• _EXERCISES TO COMPLETE_:
[A] Name every method of generating electric power listed in the first sentence of the text on electricity from plants.
[B] According to the text on electricity from plants, what is the best power level PMFCs have reached so far in practice?
[C] Carry the text on electricity from plants forward, starting after its last sentence.

EXERCISE TEXT Block Start

We generate electric power through hydroelectric plants, from coal and fossil fuels, or nuclear plants. Each method has its downside – be it water shortage or inter-state disputes, fouling the environment with pollution dust and greenhouse gases, or safety issues with radioactive damage. Can we at all have a pollution-free and nature-friendly power plant?
Biology appears to suggest a way. A group of researchers at the Wageningen University in the Netherlands, led by Dr. Marjolein Helder, has hit upon a method that generates electricity from living plants and the microbes that live beneath them in the soil, where the plants drop their roots. The plant of course does photosynthesis, using sunlight, water and atmospheric carbon dioxide, generating food in the form of carbohydrates and oxygen for our breathing. The microbes in the soil use some of this organic material coming out of the plants into the ground, metabolise them and, in the process, generate carbon dioxide and hydrogen ions and electrons.
While the plant above the ground does photochemistry, the bacteria beneath do electrochemistry, generating positive and negative ions. What Dr. Helder and colleagues have done is to place positive and negative electrodes in appropriate positions and obtain an electric current, just as we do with batteries. This method of producing electricity is through what is termed as plant microbial fuel cells (PMFC).
Look at the simplicity of it. The method is completely natural and environment-friendly, needs no externally added material and is part of a cyclic process in nature. But how much electricity is produced with such PMFC? It depends on the size. A small 50 cm x 50 cm plot of a garden is estimated to produce 5 volts of electricity, while a 100 square metre garden gives enough electric power to charge a cell phone or to light up several LED light bulbs. Indeed the Wageningen group has lit up their Atlas building with LED bulbs, using PMFCs, and a mobile phone charging station in a place at the nearby town Tilburg.
Theory suggests that one should be able to generate 3.2 watts of electric power per square meter (3.2W/m2), using PMFCs. The best level obtained so far in practice is but a sixteenth of it, namely, 220 mW/m2. Thus, improvement in efficiency needs to be done, both by adding such microbes in the soil which perform better, and by enhancing the area by miles and miles of grass lawns, farm lands and focus on paddy fields and similar acreages. These will also bring the cost–benefit ratio to acceptable proportions.
Another dramatic advance, this one directly from the plants themselves rather than the microbes underneath, has come from Dr. Michael Strano of MIT, Cambridge, MA, USA. This is an audacious idea, namely, “how to make plants glow with light”! We know that a plant captures light, and using this, converts water molecules and atmospheric carbon dioxide into sugar. What Strano’s group aims to do is to make plants not just absorb but also emit light and, indeed, glow such that we may use such plants as a table lamp to help read a book in a dark room! In other words, make a plant glow as a firefly does.

EXERCISE TEXT Block End
DATA Block Start

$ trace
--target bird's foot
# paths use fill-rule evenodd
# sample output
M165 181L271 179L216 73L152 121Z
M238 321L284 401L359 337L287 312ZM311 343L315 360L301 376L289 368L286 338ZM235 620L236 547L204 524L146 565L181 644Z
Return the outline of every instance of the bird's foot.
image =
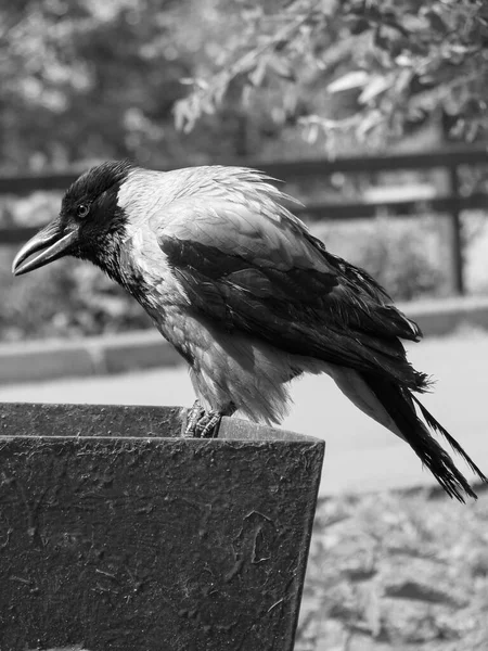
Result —
M188 422L184 435L193 438L215 438L218 436L222 414L218 411L205 411L195 400L188 412Z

DATA Block End

• _ANSWERS BY TASK_:
[A] Hydroelectric plants; coal and fossil fuels; nuclear plants.

[B] 220 mW/m2, a sixteenth of the theoretical 3.2 W/m2.

[C]
Taking watercress and spinach as experimental plants, his group first packaged luciferase ( an enzyme which emits light in fireflies) in nanoparticles made of silica. Then, they packed luciferin in another set of nanoparticles made of the polymer PLGA. Each of these nanoparticles carried a tag that would allow it to go to one specific part of the plant cells. Then they also devised a third nanoparticle system, packed with molecules called co-enzyme A, which was to remove a product of the luciferin reaction, which inhibits or stops the reaction from proceeding.
They now immersed the plant in water, added the three sets of nanoparticles, and applied high pressure so that these will enter and position themselves in appropriate places inside the plants. Now, the reaction proceeded and the plant emitted feeble glow, a Eureka moment, which lasted for about 3 hours!
- Which of the following is the most suitable title for the passage?
(a) green energy
(b) Eureka moment
(c) electricity generating microbes
(d) new dawn of power generation
(e) generating electricity from plants and microbes
- What are the shortcomings in traditional ways of producing electricity?
(I) Risk of nuclear radiation
(II) Global warming because of green-house gases
(III) Repetitive events of landslides
(a) only (III)
(b) only (I)
(c) both (I) and (II)
(d) all (I), (II) and (III)
(e) none of these
- The microbes in the soil use the organic material obtained from the plants and produce the following:-
(I) oxygen
(II) electron
(III) carbohydrates
(IV) ions
(V) neutron
(a) only (I), (II), (III) and (IV)
(b) only (II) and (IV)
(c) only (II), (IV) and (V)
(d) all of the above
(e) none of these
- What are the ways by which improvements can be brought in the efficiency of PMFC?
(I) by adding microbes in the soil with better performing capabilities.
(II) by increasing the area used for power generation through PMFC.
(III) by bringing in more government support
(a) only (I)
(b) only (I) and (II)
(c) only (II) and (III)
(d) only (I) and (III)
(e) all (I) (II) and (III)
- What was the purpose of co-enzyme A?
(a) to position themselves in appropriate places inside the plant so that the plant emitted light.
(b) allow polymer PLGA to go to one specific part of plant cells.
(c) to act as a catalyst in the luciferin reaction.
(d) to remove a product which stops the reaction from processing further.
(e) to stop the process from over-reacting.
Directions (6-10): In the following questions, there is a statement divided into five parts, when arranged properly forms a coherent sentence both grammatically and contextually. The first part of the statement is given in bold to help you rearrange the other parts accordingly. Choose the best alternative among the five options given below each statement as your answer.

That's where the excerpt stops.